AIM OF THE EXERCISE —
Reproduce the full listing below line for line, changing no character.

[Collected data]
..............................
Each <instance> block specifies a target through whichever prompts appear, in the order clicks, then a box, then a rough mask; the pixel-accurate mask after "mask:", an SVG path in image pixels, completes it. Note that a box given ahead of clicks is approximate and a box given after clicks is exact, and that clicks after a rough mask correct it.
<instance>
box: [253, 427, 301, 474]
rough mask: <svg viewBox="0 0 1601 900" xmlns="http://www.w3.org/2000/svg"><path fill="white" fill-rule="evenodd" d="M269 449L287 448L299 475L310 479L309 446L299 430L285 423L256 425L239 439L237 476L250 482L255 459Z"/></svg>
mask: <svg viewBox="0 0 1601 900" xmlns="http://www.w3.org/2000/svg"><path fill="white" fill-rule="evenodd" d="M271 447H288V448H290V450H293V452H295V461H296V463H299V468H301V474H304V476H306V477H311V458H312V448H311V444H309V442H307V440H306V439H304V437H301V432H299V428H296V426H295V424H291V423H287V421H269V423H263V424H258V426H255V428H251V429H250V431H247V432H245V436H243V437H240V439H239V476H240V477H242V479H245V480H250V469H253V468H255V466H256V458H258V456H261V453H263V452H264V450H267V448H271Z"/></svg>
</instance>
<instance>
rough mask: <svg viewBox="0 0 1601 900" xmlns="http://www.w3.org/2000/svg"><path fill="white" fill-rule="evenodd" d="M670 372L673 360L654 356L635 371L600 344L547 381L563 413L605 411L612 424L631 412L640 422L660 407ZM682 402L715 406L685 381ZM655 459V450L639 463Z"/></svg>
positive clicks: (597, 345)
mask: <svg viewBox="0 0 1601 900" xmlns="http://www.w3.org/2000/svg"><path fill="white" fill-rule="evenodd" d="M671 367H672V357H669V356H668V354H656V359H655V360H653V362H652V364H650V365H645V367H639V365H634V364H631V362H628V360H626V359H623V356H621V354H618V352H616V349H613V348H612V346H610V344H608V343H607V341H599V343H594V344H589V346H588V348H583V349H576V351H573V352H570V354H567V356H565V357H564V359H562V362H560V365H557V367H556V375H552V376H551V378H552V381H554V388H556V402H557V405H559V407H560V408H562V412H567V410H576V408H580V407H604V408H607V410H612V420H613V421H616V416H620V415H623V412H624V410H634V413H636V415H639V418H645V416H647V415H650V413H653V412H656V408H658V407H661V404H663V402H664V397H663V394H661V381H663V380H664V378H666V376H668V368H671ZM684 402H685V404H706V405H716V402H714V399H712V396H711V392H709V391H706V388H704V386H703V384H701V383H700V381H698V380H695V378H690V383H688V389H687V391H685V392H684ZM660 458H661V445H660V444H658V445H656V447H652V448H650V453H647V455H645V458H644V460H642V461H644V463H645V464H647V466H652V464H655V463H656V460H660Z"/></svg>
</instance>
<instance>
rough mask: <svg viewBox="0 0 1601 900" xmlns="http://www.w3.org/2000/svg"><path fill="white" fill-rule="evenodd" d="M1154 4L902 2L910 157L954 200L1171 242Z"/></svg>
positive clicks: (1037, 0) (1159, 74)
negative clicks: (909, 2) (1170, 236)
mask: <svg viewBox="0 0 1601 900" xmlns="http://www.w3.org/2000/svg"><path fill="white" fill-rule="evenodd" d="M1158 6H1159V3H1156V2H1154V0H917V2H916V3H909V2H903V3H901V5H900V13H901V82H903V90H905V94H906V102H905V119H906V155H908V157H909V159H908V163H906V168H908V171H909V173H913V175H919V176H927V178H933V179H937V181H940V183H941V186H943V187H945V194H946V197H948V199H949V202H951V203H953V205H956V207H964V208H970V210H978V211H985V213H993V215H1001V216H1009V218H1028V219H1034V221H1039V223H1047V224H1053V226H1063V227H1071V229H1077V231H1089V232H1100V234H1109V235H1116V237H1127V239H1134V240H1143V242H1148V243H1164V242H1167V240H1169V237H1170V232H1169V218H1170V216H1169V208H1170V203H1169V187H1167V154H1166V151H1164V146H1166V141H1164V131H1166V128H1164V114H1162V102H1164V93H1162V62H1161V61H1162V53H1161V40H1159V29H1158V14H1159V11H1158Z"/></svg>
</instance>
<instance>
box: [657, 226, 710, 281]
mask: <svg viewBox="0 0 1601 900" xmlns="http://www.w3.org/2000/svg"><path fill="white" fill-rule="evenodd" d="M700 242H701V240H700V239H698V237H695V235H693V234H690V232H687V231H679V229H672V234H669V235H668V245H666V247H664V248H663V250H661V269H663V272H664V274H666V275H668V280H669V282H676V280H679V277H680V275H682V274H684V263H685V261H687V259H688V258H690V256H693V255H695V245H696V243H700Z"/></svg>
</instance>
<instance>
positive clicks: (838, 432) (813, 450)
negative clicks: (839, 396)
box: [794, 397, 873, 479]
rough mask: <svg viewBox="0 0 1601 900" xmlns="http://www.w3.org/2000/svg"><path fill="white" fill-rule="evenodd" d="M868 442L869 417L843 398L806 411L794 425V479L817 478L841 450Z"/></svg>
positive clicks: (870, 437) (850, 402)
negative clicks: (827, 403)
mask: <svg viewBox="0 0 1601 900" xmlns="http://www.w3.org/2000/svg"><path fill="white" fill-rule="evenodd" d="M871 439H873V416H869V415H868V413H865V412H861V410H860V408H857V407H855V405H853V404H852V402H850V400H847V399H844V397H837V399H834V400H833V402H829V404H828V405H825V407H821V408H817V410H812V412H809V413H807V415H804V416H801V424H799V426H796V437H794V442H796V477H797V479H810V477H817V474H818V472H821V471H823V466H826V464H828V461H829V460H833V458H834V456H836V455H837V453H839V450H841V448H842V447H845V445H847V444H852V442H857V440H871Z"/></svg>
..............................
FINAL ANSWER —
Each <instance> block specifies a target through whichever prompts appear, in the order clicks, then a box, then a rough mask; the pixel-accurate mask after "mask:", an SVG path in image pixels, completes it. Note that a box given ahead of clicks is approximate and a box given after clicks is exact, and that clicks after a rough mask correct it.
<instance>
box: [253, 427, 301, 474]
rough mask: <svg viewBox="0 0 1601 900" xmlns="http://www.w3.org/2000/svg"><path fill="white" fill-rule="evenodd" d="M269 449L287 448L299 475L310 479L309 446L299 430L285 423L256 425L239 439L237 476L250 482L255 459Z"/></svg>
mask: <svg viewBox="0 0 1601 900" xmlns="http://www.w3.org/2000/svg"><path fill="white" fill-rule="evenodd" d="M271 447H288V448H290V450H293V452H295V461H296V463H299V468H301V474H304V476H306V477H311V458H312V448H311V444H309V442H307V440H306V439H304V437H301V432H299V428H296V426H295V424H291V423H287V421H269V423H263V424H258V426H255V428H251V429H250V431H247V432H245V436H243V437H240V439H239V476H240V477H242V479H245V480H250V469H253V468H255V466H256V458H258V456H261V453H263V452H264V450H267V448H271Z"/></svg>
</instance>
<instance>
rough mask: <svg viewBox="0 0 1601 900" xmlns="http://www.w3.org/2000/svg"><path fill="white" fill-rule="evenodd" d="M670 372L673 360L654 356L635 371L600 344L547 381L563 413L605 411L612 424L631 412L640 422L660 407ZM682 402L715 406L685 381ZM655 459V450L639 463Z"/></svg>
positive clicks: (597, 345)
mask: <svg viewBox="0 0 1601 900" xmlns="http://www.w3.org/2000/svg"><path fill="white" fill-rule="evenodd" d="M671 367H672V357H669V356H668V354H656V359H655V360H653V362H652V364H650V365H645V367H639V365H634V364H631V362H628V360H626V359H623V356H621V354H618V352H616V349H613V348H612V346H610V344H608V343H607V341H599V343H594V344H589V346H588V348H583V349H576V351H573V352H570V354H567V356H565V357H564V359H562V362H560V365H557V367H556V375H552V376H551V378H552V381H554V388H556V402H557V405H559V407H560V408H562V412H567V410H576V408H580V407H604V408H607V410H612V420H613V421H616V416H620V415H623V412H624V410H634V413H636V415H639V418H645V416H647V415H650V413H653V412H656V408H658V407H661V404H663V402H664V397H663V394H661V381H663V380H664V378H666V376H668V368H671ZM684 402H685V404H706V405H716V402H714V399H712V396H711V392H709V391H706V388H704V386H703V384H701V383H700V381H698V380H695V378H690V383H688V389H687V391H685V392H684ZM660 458H661V445H660V444H658V445H656V447H652V448H650V453H647V455H645V458H644V460H642V461H644V463H645V464H647V466H652V464H655V463H656V460H660Z"/></svg>
</instance>
<instance>
rough mask: <svg viewBox="0 0 1601 900" xmlns="http://www.w3.org/2000/svg"><path fill="white" fill-rule="evenodd" d="M1154 4L902 2L910 157L954 200L1171 242Z"/></svg>
positive clicks: (1037, 0) (1159, 74)
negative clicks: (909, 2) (1170, 236)
mask: <svg viewBox="0 0 1601 900" xmlns="http://www.w3.org/2000/svg"><path fill="white" fill-rule="evenodd" d="M1158 6H1159V3H1156V2H1154V0H917V2H916V3H909V2H903V3H901V5H900V13H901V82H903V90H905V94H906V102H905V119H906V155H908V157H909V159H908V163H906V168H908V171H909V173H913V175H919V176H927V178H933V179H937V181H940V183H941V186H943V187H945V194H946V197H948V199H949V202H951V203H953V205H956V207H964V208H970V210H978V211H985V213H993V215H1001V216H1009V218H1028V219H1034V221H1039V223H1047V224H1053V226H1063V227H1071V229H1077V231H1089V232H1100V234H1109V235H1116V237H1127V239H1134V240H1143V242H1148V243H1164V242H1167V240H1169V237H1170V232H1169V218H1170V216H1169V208H1170V203H1169V187H1167V154H1166V151H1164V146H1166V141H1164V131H1166V128H1164V114H1162V102H1164V93H1162V62H1161V61H1162V53H1161V40H1159V29H1158V14H1159V11H1158Z"/></svg>
</instance>
<instance>
box: [657, 226, 710, 281]
mask: <svg viewBox="0 0 1601 900" xmlns="http://www.w3.org/2000/svg"><path fill="white" fill-rule="evenodd" d="M700 242H701V240H700V239H698V237H695V235H693V234H690V232H687V231H679V229H672V234H669V235H668V245H666V247H664V248H663V250H661V269H663V272H664V274H666V275H668V280H669V282H676V280H679V277H680V275H682V274H684V263H685V261H687V259H688V258H690V256H693V255H695V245H696V243H700Z"/></svg>
</instance>
<instance>
positive clicks: (838, 432) (813, 450)
negative clicks: (839, 396)
box: [794, 397, 873, 479]
rough mask: <svg viewBox="0 0 1601 900" xmlns="http://www.w3.org/2000/svg"><path fill="white" fill-rule="evenodd" d="M868 442L869 417L843 398L806 411L794 425V479L817 478L841 450Z"/></svg>
positive clicks: (870, 437) (850, 402)
negative clicks: (827, 403)
mask: <svg viewBox="0 0 1601 900" xmlns="http://www.w3.org/2000/svg"><path fill="white" fill-rule="evenodd" d="M871 439H873V416H869V415H868V413H865V412H861V410H860V408H857V407H855V405H853V404H852V402H850V400H847V399H844V397H837V399H834V400H833V402H829V404H828V405H825V407H821V408H817V410H812V412H809V413H807V415H804V416H801V424H799V426H796V437H794V442H796V477H797V479H810V477H817V474H818V472H821V471H823V466H826V464H828V461H829V460H833V458H834V456H836V455H837V453H839V450H841V448H842V447H845V445H847V444H852V442H857V440H871Z"/></svg>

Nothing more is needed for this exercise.